Dengan memahami kelebihan dan kekurangan pancaindera dalam memperoleh
pengetahuan dan pemahaman akan mempermudah dalam memilih dan menentukan jenis
rangsangan arau stimuli dealam proses belajar.
Oleh karena itu, baik guru maupun siswa perlu menjaga
pancaindra dengan baik, baik secara preventif maupun yangbersifat kuratif,
dengan menyediakan sarana belajar yang memenuhi persyaratan, memeriksakan
kesehatan fungsi mata dan telinga secara periodik, mengonsumsi makanan yang
bergizi, dan lain sebagainya.
2)
Faktor psikologis
Faktor-faktor psikologis adalah keadaan psikologis
seseorang yang dapat memengaruhi proses belajar. Setiap
manusia atau anak didik pada dasrnya memilki kondisi psikologis yang
berbeda-beda, terutama dalam hal kadar, bukan dalam hal jenis. Tentunya
perbedaan-perbedaan ini akan berpengaruh pada proses dan hasil belajarnya
maisng-masing. Beberapa faktor psikologis
yang utama memengaruhi proses belajar adalah kecerdasan/intelegensi
siswa, motivasi, minat, perhatian,
sikap,bakat, dan kognitif dan daya
nalar.
- Kecerdasan/intelegensi siswa
Pada umumnya kecerdasan diartikan sebagai kemampuan
psiko-fisik dalam mereaksi rangsangan atau menyesuaikan diri dengan lingkungan
melalui cara yang tepat. Dengan demikian, kecerdasan bukan hanya berkaitan
dengan kualitas otak saja, tetapi juga organ-organ tubuh yang lain. Namun bila
dikaitkan dengan kecerdasan, tentunya otak merupakan organ yang penting
dibandingkan organ yang lain, karena fungsi otak itu sendiri sebagai pengendali
tertinggi (executive control) dari hampir seluruh aktivitas manusia.
Kecerdasan merupakan faktor psikologis yang paling
penting dalam proses belajar siswa, karena itu menenentukan kualitas belajar
siswa. Semakin tinggi tingkat intelegensi seorang individu, semakin besar peluang individu
tersebut meraih sukses dalam belajar. Sebaliknya, semakin rendah tingkat
inteligensi individu, semakin sulit individu itu mencapai kesuksesan belajar.

▶ [PERINTAH TUGAS 1] Pilih setiap baris catatan di bawah yang memuat kata "wall", lalu salin baris-baris itu.

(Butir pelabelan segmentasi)
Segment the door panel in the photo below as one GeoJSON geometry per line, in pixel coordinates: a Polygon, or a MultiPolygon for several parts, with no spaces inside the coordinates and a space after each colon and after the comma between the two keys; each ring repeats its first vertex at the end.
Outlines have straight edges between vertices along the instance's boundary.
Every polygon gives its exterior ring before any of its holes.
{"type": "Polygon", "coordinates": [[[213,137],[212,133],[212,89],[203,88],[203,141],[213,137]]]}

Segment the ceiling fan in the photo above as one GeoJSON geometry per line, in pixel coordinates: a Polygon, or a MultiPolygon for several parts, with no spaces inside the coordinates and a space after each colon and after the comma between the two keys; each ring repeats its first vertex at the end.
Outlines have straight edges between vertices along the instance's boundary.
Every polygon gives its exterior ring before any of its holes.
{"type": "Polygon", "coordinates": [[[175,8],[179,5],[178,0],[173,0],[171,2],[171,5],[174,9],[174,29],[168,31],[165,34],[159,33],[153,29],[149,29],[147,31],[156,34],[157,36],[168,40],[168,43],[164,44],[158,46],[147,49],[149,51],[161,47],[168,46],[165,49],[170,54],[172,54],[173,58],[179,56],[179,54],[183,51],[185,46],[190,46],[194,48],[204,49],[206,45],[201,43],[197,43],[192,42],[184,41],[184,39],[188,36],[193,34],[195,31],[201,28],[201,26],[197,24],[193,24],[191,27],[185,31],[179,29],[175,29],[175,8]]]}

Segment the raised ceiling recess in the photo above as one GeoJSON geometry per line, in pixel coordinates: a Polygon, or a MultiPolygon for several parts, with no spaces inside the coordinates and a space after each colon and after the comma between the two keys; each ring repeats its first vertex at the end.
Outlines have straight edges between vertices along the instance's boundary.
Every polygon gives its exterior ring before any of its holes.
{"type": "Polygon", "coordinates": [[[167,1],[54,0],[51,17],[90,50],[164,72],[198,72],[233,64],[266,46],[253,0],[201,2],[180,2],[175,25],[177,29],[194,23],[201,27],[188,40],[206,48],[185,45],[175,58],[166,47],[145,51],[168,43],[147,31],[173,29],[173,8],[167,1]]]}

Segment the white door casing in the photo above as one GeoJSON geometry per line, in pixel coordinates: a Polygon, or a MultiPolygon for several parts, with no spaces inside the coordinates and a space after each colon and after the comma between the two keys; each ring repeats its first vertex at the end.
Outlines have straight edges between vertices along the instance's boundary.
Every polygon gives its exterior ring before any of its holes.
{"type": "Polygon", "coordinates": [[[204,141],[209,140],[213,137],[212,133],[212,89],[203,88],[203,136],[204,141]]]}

* * *

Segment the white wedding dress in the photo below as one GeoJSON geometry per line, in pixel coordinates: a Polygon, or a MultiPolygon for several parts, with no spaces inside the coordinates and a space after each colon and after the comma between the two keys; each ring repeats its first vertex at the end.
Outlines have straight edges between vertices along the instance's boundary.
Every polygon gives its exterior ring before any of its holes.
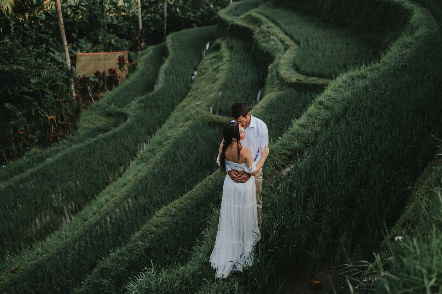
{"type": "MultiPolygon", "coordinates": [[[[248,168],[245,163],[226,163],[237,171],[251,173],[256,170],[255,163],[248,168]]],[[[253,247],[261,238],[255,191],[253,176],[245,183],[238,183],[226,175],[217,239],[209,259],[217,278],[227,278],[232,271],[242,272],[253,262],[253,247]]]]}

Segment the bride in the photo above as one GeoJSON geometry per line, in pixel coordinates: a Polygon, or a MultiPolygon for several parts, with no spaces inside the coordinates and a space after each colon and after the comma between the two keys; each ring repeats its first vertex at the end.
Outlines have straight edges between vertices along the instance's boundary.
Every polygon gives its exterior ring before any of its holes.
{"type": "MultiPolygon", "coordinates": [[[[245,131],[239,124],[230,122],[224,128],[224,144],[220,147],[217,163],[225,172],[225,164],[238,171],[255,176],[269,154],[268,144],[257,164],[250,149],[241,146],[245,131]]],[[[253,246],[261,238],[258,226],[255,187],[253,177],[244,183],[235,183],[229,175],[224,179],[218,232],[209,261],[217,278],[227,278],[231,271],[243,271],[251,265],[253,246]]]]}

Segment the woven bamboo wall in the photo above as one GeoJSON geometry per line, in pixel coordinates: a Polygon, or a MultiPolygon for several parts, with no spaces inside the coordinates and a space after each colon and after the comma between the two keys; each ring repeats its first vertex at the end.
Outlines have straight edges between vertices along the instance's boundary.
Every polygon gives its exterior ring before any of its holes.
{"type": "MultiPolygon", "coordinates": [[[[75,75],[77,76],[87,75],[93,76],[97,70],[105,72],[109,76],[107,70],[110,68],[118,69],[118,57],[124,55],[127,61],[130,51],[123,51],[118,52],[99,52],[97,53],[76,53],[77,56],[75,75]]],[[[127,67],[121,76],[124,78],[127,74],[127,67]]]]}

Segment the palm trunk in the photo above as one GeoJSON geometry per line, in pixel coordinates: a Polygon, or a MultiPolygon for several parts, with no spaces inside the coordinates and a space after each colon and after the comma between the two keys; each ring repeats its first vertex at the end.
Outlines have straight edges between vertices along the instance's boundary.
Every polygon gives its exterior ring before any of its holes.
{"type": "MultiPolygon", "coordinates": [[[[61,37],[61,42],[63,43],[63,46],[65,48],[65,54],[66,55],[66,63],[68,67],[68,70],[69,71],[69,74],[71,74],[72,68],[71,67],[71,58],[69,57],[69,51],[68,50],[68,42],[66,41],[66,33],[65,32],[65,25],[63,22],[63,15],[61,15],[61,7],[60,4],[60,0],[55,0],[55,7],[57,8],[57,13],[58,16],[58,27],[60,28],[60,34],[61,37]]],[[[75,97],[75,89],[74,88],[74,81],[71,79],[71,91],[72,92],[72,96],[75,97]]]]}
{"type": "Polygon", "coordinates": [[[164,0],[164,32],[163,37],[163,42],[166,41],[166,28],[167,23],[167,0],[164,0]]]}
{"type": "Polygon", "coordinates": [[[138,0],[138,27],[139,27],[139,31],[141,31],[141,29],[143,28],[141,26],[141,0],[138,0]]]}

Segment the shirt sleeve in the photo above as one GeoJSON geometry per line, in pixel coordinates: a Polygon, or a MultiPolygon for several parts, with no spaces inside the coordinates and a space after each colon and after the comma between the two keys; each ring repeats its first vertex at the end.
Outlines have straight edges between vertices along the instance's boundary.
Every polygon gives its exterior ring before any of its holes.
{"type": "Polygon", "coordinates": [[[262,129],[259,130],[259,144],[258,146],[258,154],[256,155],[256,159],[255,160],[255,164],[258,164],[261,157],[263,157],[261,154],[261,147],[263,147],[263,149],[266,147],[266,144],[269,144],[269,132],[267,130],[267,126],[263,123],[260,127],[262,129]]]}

▶ [PERINTAH TUGAS 2] Sebutkan cara menjaga pancaindra yang dirinci dalam kutipan di atas sebelum frasa "dan lain sebagainya".

▶ [JAWABAN LENGKAP 1]
Segment the woven bamboo wall in the photo above as one GeoJSON geometry per line, in pixel coordinates: a Polygon, or a MultiPolygon for several parts, with no spaces inside the coordinates and a space after each colon and after the comma between the two keys; each ring repeats its first vertex at the end.

▶ [JAWABAN LENGKAP 2]
- menyediakan sarana belajar yang memenuhi persyaratan
- memeriksakan kesehatan fungsi mata dan telinga secara periodik
- mengonsumsi makanan yang bergizi